DIRECTION: Rewrite all of the entries below, swapping "one per line" for "one on each line" wherever it occurs and leaving everything else the same.

DATA TO PROCESS:
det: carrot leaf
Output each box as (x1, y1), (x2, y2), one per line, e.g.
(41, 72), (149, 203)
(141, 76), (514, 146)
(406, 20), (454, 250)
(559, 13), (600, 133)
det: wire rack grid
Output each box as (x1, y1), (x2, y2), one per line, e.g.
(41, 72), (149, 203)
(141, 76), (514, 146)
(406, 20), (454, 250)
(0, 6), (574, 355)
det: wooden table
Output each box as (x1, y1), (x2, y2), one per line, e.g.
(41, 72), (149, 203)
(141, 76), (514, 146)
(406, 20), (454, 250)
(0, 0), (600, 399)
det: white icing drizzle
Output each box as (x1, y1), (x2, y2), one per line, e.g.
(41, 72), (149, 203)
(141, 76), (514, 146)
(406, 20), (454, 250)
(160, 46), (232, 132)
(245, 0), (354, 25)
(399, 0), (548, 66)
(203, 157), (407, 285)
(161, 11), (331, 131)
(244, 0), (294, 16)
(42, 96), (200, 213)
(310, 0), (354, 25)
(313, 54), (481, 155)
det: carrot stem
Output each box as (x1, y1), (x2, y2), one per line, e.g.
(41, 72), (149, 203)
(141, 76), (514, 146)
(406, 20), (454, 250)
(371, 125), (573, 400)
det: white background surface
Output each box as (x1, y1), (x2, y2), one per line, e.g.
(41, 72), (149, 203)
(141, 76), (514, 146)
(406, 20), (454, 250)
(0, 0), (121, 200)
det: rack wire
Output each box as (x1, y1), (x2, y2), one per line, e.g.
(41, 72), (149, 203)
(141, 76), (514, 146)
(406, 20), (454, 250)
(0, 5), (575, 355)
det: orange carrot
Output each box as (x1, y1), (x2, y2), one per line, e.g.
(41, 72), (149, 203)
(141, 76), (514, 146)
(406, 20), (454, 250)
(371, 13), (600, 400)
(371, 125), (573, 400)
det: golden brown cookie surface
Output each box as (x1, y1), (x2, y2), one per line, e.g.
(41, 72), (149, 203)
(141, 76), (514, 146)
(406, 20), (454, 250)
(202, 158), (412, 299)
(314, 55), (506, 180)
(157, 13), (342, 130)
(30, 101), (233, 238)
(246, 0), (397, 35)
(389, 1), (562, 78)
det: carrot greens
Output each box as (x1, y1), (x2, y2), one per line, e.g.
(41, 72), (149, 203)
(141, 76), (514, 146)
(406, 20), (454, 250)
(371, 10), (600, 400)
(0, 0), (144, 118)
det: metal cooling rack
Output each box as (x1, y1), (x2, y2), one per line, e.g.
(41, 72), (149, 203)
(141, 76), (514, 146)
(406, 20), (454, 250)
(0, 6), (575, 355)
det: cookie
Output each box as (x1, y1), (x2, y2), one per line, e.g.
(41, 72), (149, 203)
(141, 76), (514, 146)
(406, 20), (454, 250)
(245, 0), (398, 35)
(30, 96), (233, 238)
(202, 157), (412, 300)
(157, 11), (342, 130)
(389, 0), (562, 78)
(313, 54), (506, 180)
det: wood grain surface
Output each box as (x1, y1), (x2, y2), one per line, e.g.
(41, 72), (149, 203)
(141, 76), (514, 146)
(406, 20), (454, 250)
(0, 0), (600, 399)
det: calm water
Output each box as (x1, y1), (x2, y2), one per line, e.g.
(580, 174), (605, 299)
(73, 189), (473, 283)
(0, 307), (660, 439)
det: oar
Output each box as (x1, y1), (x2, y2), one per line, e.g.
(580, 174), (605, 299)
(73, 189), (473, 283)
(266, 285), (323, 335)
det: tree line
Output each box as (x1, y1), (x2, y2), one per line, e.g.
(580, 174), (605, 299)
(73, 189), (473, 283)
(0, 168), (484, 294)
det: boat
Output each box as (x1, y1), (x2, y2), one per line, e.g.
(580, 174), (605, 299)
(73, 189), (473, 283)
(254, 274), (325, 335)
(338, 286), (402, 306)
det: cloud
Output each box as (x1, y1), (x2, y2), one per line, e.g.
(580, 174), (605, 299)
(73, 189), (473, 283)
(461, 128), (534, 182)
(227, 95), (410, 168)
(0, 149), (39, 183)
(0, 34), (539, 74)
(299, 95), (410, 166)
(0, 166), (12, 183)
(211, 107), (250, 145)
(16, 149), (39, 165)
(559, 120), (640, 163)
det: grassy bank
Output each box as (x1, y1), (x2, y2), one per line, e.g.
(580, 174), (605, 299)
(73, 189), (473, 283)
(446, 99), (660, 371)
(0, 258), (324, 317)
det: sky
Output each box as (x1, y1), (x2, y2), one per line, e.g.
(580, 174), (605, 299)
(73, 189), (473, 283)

THE OUTPUT:
det: carrot leaf
Output each box as (x1, y1), (x2, y2), one on each line, e.g.
(41, 72), (149, 203)
(141, 76), (514, 146)
(406, 20), (454, 250)
(559, 13), (600, 133)
det: wire rack grid
Output each box as (x1, y1), (x2, y2), one on each line, e.g.
(41, 72), (149, 203)
(141, 76), (514, 146)
(406, 20), (454, 250)
(0, 6), (574, 355)
det: wooden table
Output each box as (x1, y1), (x2, y2), one on each line, e.g.
(41, 72), (149, 203)
(141, 76), (514, 146)
(406, 20), (454, 250)
(0, 0), (600, 399)
det: white icing drizzle
Output each box as (x1, y1), (x2, y2), one on each line, e.g.
(41, 72), (149, 203)
(141, 76), (514, 146)
(406, 20), (454, 250)
(160, 46), (232, 132)
(245, 0), (354, 25)
(399, 0), (548, 66)
(203, 157), (407, 285)
(161, 11), (331, 131)
(244, 0), (294, 16)
(42, 96), (200, 213)
(310, 0), (354, 25)
(313, 54), (481, 155)
det: carrot stem
Output each box as (x1, y1), (x2, y2), one on each line, e.g.
(41, 72), (149, 203)
(141, 76), (514, 146)
(406, 20), (454, 250)
(371, 125), (573, 400)
det: white background surface
Output each box as (x1, y1), (x2, y2), one on each line, e.g.
(41, 72), (149, 203)
(141, 76), (514, 146)
(406, 20), (454, 250)
(0, 0), (121, 200)
det: rack wire
Output each box as (x1, y1), (x2, y2), one on each line, e.g.
(41, 72), (149, 203)
(141, 76), (514, 146)
(406, 20), (454, 250)
(0, 5), (575, 355)
det: orange carrot
Output each box as (x1, y1), (x2, y2), one on each line, e.g.
(41, 72), (149, 203)
(141, 76), (514, 146)
(406, 20), (454, 250)
(371, 13), (600, 400)
(371, 125), (573, 400)
det: golden brown cookie surface
Output each box as (x1, y1), (x2, y2), one on each line, e.g.
(41, 72), (149, 203)
(141, 76), (514, 146)
(406, 20), (454, 250)
(202, 158), (412, 299)
(314, 55), (506, 180)
(157, 13), (342, 130)
(30, 101), (233, 238)
(246, 0), (397, 35)
(389, 1), (562, 78)
det: carrot greens
Output each box as (x1, y1), (x2, y2), one on each line, e.g.
(41, 72), (149, 203)
(141, 76), (514, 146)
(406, 20), (454, 250)
(371, 10), (600, 400)
(0, 0), (144, 118)
det: metal cooling rack
Output each box as (x1, y1), (x2, y2), one on each line, e.g.
(41, 72), (149, 203)
(141, 76), (514, 146)
(406, 20), (454, 250)
(0, 6), (575, 355)
det: cookie
Output each box as (x1, y1), (x2, y2), one on each line, e.g.
(41, 72), (149, 203)
(141, 76), (514, 146)
(406, 20), (454, 250)
(245, 0), (398, 35)
(30, 96), (233, 238)
(202, 157), (412, 300)
(157, 11), (342, 130)
(389, 0), (562, 78)
(313, 54), (506, 180)
det: wood grain surface
Output each box as (x1, y1), (x2, y2), one on each line, e.g.
(41, 72), (149, 203)
(141, 76), (514, 146)
(406, 20), (454, 250)
(0, 0), (600, 399)
det: calm water
Output each box as (x1, y1), (x2, y2), one on each line, e.g.
(580, 174), (605, 299)
(73, 189), (473, 283)
(0, 307), (660, 439)
det: oar
Output each box as (x1, y1), (x2, y2), one on each line, e.g.
(580, 174), (605, 299)
(73, 189), (473, 283)
(266, 285), (323, 335)
det: tree line
Output each box as (x1, y1), (x2, y2), one on each line, e.g.
(580, 174), (605, 299)
(73, 189), (473, 283)
(0, 168), (484, 294)
det: boat
Output each box as (x1, y1), (x2, y2), one on each line, e.g.
(580, 174), (605, 299)
(73, 189), (473, 283)
(254, 274), (325, 335)
(338, 286), (402, 306)
det: cloud
Output each box as (x1, y1), (x2, y2), one on each line, e.g.
(580, 174), (605, 299)
(73, 189), (473, 283)
(461, 128), (534, 182)
(227, 95), (410, 168)
(0, 149), (39, 183)
(0, 34), (539, 74)
(299, 95), (410, 166)
(0, 166), (12, 183)
(211, 107), (250, 145)
(16, 149), (39, 165)
(559, 120), (640, 163)
det: grassy bank
Output each box as (x1, y1), (x2, y2), one on each line, e.g.
(580, 174), (605, 299)
(73, 189), (473, 283)
(446, 99), (660, 371)
(0, 258), (324, 317)
det: sky
Output each box as (x1, y1), (x2, y2), one on each line, e.g.
(580, 174), (605, 299)
(73, 189), (473, 283)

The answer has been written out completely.